## Position identification records:

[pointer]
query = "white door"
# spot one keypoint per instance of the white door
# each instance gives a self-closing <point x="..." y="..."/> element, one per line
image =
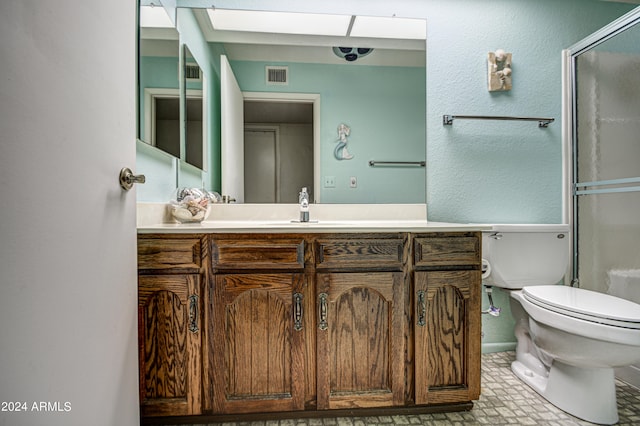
<point x="261" y="164"/>
<point x="232" y="133"/>
<point x="68" y="308"/>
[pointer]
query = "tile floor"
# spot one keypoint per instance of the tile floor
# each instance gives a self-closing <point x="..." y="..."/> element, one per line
<point x="505" y="400"/>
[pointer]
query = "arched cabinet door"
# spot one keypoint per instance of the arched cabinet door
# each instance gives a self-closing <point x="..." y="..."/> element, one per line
<point x="446" y="330"/>
<point x="258" y="360"/>
<point x="170" y="344"/>
<point x="360" y="339"/>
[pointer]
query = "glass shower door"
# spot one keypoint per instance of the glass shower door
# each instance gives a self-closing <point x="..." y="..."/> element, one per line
<point x="607" y="156"/>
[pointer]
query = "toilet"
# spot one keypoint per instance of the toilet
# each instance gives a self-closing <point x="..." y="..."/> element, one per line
<point x="569" y="340"/>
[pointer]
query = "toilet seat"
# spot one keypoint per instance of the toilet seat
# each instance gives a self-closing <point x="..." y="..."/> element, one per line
<point x="585" y="304"/>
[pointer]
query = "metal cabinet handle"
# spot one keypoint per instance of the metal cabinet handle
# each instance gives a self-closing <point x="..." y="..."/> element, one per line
<point x="322" y="311"/>
<point x="193" y="313"/>
<point x="297" y="311"/>
<point x="422" y="309"/>
<point x="127" y="179"/>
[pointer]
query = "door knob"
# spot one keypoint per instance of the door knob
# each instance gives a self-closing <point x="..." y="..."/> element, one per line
<point x="127" y="179"/>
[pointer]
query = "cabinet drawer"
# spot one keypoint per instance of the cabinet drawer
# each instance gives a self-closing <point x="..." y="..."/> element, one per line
<point x="447" y="250"/>
<point x="258" y="254"/>
<point x="182" y="254"/>
<point x="370" y="253"/>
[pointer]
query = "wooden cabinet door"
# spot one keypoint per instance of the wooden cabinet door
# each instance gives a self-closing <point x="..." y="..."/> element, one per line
<point x="258" y="357"/>
<point x="360" y="343"/>
<point x="447" y="336"/>
<point x="170" y="344"/>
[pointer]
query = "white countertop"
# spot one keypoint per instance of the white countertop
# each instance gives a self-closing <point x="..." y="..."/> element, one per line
<point x="230" y="226"/>
<point x="281" y="218"/>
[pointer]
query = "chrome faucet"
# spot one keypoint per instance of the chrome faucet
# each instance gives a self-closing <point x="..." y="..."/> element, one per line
<point x="303" y="198"/>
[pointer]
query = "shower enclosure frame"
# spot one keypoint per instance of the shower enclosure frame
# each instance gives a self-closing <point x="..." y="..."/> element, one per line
<point x="572" y="189"/>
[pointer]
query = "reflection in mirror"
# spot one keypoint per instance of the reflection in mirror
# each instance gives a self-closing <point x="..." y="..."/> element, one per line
<point x="158" y="84"/>
<point x="194" y="113"/>
<point x="380" y="95"/>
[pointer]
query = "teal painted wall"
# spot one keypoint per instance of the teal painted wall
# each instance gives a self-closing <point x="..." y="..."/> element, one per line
<point x="485" y="171"/>
<point x="385" y="109"/>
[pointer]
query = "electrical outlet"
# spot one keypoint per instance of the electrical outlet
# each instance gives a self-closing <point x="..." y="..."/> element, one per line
<point x="329" y="181"/>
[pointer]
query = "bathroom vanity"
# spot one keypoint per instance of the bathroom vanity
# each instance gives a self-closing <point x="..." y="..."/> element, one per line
<point x="241" y="319"/>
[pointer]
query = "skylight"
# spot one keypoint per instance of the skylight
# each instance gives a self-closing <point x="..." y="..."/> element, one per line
<point x="154" y="17"/>
<point x="385" y="27"/>
<point x="317" y="24"/>
<point x="279" y="22"/>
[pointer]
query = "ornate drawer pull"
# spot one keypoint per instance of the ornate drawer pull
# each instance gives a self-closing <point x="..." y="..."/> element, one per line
<point x="422" y="309"/>
<point x="322" y="311"/>
<point x="193" y="313"/>
<point x="297" y="311"/>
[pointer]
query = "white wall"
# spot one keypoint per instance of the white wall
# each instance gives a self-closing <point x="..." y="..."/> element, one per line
<point x="68" y="320"/>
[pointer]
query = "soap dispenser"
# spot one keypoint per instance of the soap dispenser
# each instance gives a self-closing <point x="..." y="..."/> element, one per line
<point x="303" y="198"/>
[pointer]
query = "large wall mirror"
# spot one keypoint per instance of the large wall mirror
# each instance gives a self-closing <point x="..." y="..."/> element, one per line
<point x="171" y="98"/>
<point x="298" y="94"/>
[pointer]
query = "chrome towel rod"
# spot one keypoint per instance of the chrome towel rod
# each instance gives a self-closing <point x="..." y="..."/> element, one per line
<point x="374" y="163"/>
<point x="447" y="120"/>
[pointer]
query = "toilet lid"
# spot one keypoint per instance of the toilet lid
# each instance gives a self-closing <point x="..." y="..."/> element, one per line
<point x="585" y="304"/>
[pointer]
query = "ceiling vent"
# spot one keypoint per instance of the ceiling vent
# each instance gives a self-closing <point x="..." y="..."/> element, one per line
<point x="192" y="72"/>
<point x="277" y="75"/>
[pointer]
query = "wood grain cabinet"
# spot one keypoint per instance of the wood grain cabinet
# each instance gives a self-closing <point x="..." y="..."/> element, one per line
<point x="170" y="311"/>
<point x="359" y="296"/>
<point x="257" y="324"/>
<point x="447" y="318"/>
<point x="253" y="323"/>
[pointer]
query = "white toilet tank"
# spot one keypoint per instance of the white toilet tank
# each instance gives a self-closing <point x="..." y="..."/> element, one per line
<point x="525" y="255"/>
<point x="625" y="283"/>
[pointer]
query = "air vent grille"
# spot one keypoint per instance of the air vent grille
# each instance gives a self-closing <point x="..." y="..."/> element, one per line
<point x="277" y="75"/>
<point x="192" y="72"/>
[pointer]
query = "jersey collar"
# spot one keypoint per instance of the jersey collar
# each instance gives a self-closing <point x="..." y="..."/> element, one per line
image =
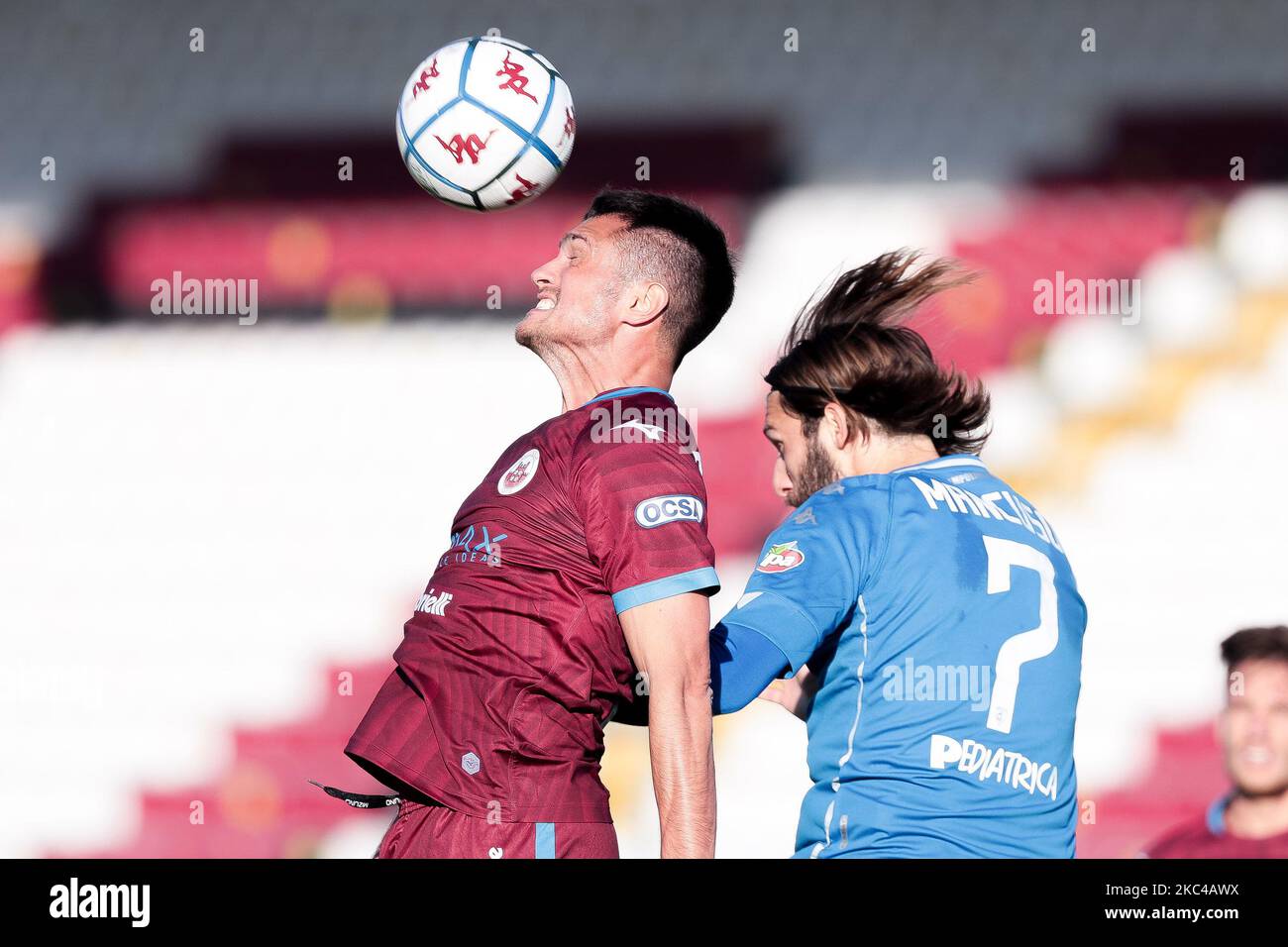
<point x="948" y="460"/>
<point x="627" y="392"/>
<point x="1216" y="813"/>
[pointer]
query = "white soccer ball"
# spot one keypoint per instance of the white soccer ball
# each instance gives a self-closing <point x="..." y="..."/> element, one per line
<point x="484" y="124"/>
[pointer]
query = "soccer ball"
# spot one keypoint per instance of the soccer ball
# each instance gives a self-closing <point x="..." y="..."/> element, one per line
<point x="485" y="124"/>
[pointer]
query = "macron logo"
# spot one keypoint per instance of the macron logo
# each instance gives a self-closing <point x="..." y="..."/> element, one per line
<point x="651" y="431"/>
<point x="429" y="603"/>
<point x="101" y="900"/>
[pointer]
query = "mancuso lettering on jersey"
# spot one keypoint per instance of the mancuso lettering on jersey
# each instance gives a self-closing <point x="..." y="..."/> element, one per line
<point x="1000" y="504"/>
<point x="1006" y="767"/>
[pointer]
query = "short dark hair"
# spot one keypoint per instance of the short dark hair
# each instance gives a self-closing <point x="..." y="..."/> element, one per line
<point x="673" y="241"/>
<point x="1254" y="643"/>
<point x="849" y="347"/>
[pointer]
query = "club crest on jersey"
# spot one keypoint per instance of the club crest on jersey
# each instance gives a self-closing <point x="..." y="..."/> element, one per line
<point x="519" y="474"/>
<point x="782" y="557"/>
<point x="669" y="509"/>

## What the exercise asks:
Each record above is to be restated exactly, with its pictures removed from the copy.

## Correct result:
[pointer]
query = "white door"
# spot one keypoint per instance of the white door
# each instance gives a self-closing <point x="..." y="..."/> element, one per line
image =
<point x="261" y="164"/>
<point x="232" y="133"/>
<point x="68" y="308"/>
[pointer]
query = "tile floor"
# spot one keypoint per instance of the tile floor
# each instance gives a self-closing <point x="..." y="..."/> element, one per line
<point x="505" y="400"/>
[pointer]
query = "arched cabinet door"
# spot one keypoint per instance of the arched cabinet door
# each instance gives a self-closing <point x="..." y="..."/> element, one per line
<point x="446" y="330"/>
<point x="258" y="360"/>
<point x="170" y="344"/>
<point x="360" y="339"/>
[pointer]
query = "glass shower door"
# spot one keypoint per instance of the glass shower door
# each instance gives a self-closing <point x="..." y="..."/> element, one per line
<point x="607" y="156"/>
[pointer]
query = "toilet"
# spot one keypoint per instance of the toilet
# each instance gives a self-closing <point x="..." y="..."/> element, one per line
<point x="569" y="340"/>
[pointer]
query = "toilet seat"
# spot one keypoint per instance of the toilet seat
# each instance gives a self-closing <point x="..." y="..."/> element, one per line
<point x="585" y="304"/>
[pointer]
query = "metal cabinet handle"
# spot one keypoint per instance of the metal cabinet handle
# each instance gives a self-closing <point x="..." y="..."/> element, one per line
<point x="322" y="311"/>
<point x="193" y="313"/>
<point x="297" y="311"/>
<point x="422" y="309"/>
<point x="127" y="179"/>
[pointer]
query = "door knob"
# spot one keypoint per instance of the door knob
# each instance gives a self-closing <point x="..." y="..."/> element, one per line
<point x="127" y="179"/>
[pointer]
query = "cabinet drawer"
# spot one keypoint per instance of the cabinet drawer
# each instance gives a self-closing <point x="..." y="..."/> element, one per line
<point x="447" y="250"/>
<point x="258" y="254"/>
<point x="182" y="254"/>
<point x="370" y="253"/>
[pointer]
query = "wooden cabinet door"
# spot one keypoint per instance of the wooden cabinet door
# each instance gives a self-closing <point x="..." y="..."/> element, one per line
<point x="258" y="357"/>
<point x="360" y="343"/>
<point x="447" y="336"/>
<point x="170" y="344"/>
[pointer]
query = "white countertop"
# spot one keypoint per instance of the white countertop
# each instance gives a self-closing <point x="..." y="..."/> element, one per line
<point x="230" y="226"/>
<point x="281" y="218"/>
[pointer]
query = "chrome faucet"
# spot one keypoint per instance of the chrome faucet
# each instance gives a self-closing <point x="..." y="..."/> element, one per line
<point x="303" y="198"/>
[pointer]
query = "shower enclosure frame"
# spot one keypoint per instance of the shower enclosure frame
# each instance gives a self-closing <point x="..." y="..."/> element, one per line
<point x="572" y="189"/>
[pointer]
query = "reflection in mirror"
# spot one keypoint per instance of the reflection in mirror
# each instance gives a self-closing <point x="..." y="..."/> element, one per line
<point x="158" y="84"/>
<point x="194" y="113"/>
<point x="380" y="95"/>
[pointer]
query = "teal painted wall"
# spot one keypoint per instance of the teal painted wall
# each instance gives a self-closing <point x="..." y="..."/> element, one per line
<point x="485" y="171"/>
<point x="385" y="109"/>
[pointer]
query = "electrical outlet"
# spot one keypoint per instance of the electrical outlet
# each instance gives a self-closing <point x="..." y="..."/> element, one per line
<point x="329" y="181"/>
[pointer]
query = "bathroom vanity"
# spot one keypoint per instance of the bathroom vanity
# each instance gives a self-closing <point x="..." y="..."/> element, one per line
<point x="241" y="319"/>
[pointer]
query = "skylight"
# spot one keypoint per instance of the skylight
# each instance gives a self-closing <point x="..." y="..."/> element, one per line
<point x="154" y="17"/>
<point x="385" y="27"/>
<point x="317" y="24"/>
<point x="279" y="22"/>
[pointer]
query = "ornate drawer pull"
# spot one keypoint per instance of the ornate drawer pull
# each instance gives a self-closing <point x="..." y="..."/> element, one per line
<point x="422" y="309"/>
<point x="322" y="311"/>
<point x="193" y="313"/>
<point x="297" y="311"/>
[pointer]
query = "white wall"
# spot one keypoint per instance of the white wall
# each instance gives a self-closing <point x="..." y="..."/> element, one per line
<point x="68" y="320"/>
[pointer]
query = "soap dispenser"
# spot one keypoint per instance of the soap dispenser
# each instance gives a self-closing <point x="..." y="..."/> element, one per line
<point x="303" y="198"/>
[pointer]
query = "large wall mirror"
# spot one keypoint per instance of the large wall mirror
# each instance gives a self-closing <point x="..." y="..."/> element, one per line
<point x="171" y="98"/>
<point x="298" y="94"/>
[pointer]
query = "chrome towel rod"
# spot one keypoint per instance of the chrome towel rod
# each instance gives a self-closing <point x="..." y="..."/> element, one per line
<point x="374" y="163"/>
<point x="447" y="120"/>
[pointer]
query = "toilet lid"
# spot one keypoint per instance of the toilet lid
# each instance gives a self-closing <point x="..." y="..."/> element, one per line
<point x="585" y="304"/>
[pointer]
query = "ceiling vent"
# spot one keypoint per instance of the ceiling vent
# each instance gives a self-closing <point x="..." y="..."/> element, one per line
<point x="192" y="72"/>
<point x="277" y="75"/>
[pointer]
query = "wood grain cabinet"
# spot one keypoint per instance of the wood grain cabinet
# each instance gives a self-closing <point x="..." y="..."/> element, one per line
<point x="170" y="311"/>
<point x="359" y="296"/>
<point x="257" y="324"/>
<point x="447" y="318"/>
<point x="253" y="323"/>
[pointer]
query = "white toilet tank"
# spot one keypoint per instance of the white toilet tank
# each instance gives a self-closing <point x="..." y="..."/> element, one per line
<point x="525" y="255"/>
<point x="625" y="283"/>
[pointer]
query = "air vent grille"
# spot one keypoint per instance of the air vent grille
# each instance gives a self-closing <point x="..." y="..."/> element, one per line
<point x="277" y="75"/>
<point x="192" y="72"/>
[pointer]
query = "jersey collar"
# spot one keypoint per instance of the jersey collar
# each instance gives a self-closing <point x="..." y="..."/> element, one per line
image =
<point x="948" y="460"/>
<point x="627" y="392"/>
<point x="1216" y="813"/>
[pointer]
query = "white soccer ball"
# spot one keypoint per instance of the white soccer ball
# each instance gives a self-closing <point x="..." y="..."/> element, one per line
<point x="484" y="124"/>
[pointer]
query = "soccer ball"
# spot one keypoint per instance of the soccer ball
# each instance gives a self-closing <point x="..." y="..."/> element, one per line
<point x="485" y="124"/>
[pointer]
query = "macron logo"
# spot one keypoint per instance of the macron logo
# each instance gives a self-closing <point x="..." y="..."/> element, one per line
<point x="651" y="431"/>
<point x="429" y="603"/>
<point x="101" y="900"/>
[pointer]
query = "mancuso lettering on jersey"
# spot one keypoint per instance of the mancuso lettering on jersey
# each instance gives a self-closing <point x="..." y="..."/> element, one per line
<point x="1000" y="504"/>
<point x="1006" y="767"/>
[pointer]
query = "short dark hair"
# spot one keypoint per instance of the short dark hair
# each instance gives a self-closing <point x="..." y="..."/> element, one per line
<point x="673" y="241"/>
<point x="1254" y="643"/>
<point x="849" y="347"/>
[pointer]
query = "club crest on jersey"
# spot one keypoint per instance of the club crest on jersey
# each instance gives a self-closing <point x="..." y="..."/> element, one per line
<point x="519" y="474"/>
<point x="782" y="557"/>
<point x="669" y="509"/>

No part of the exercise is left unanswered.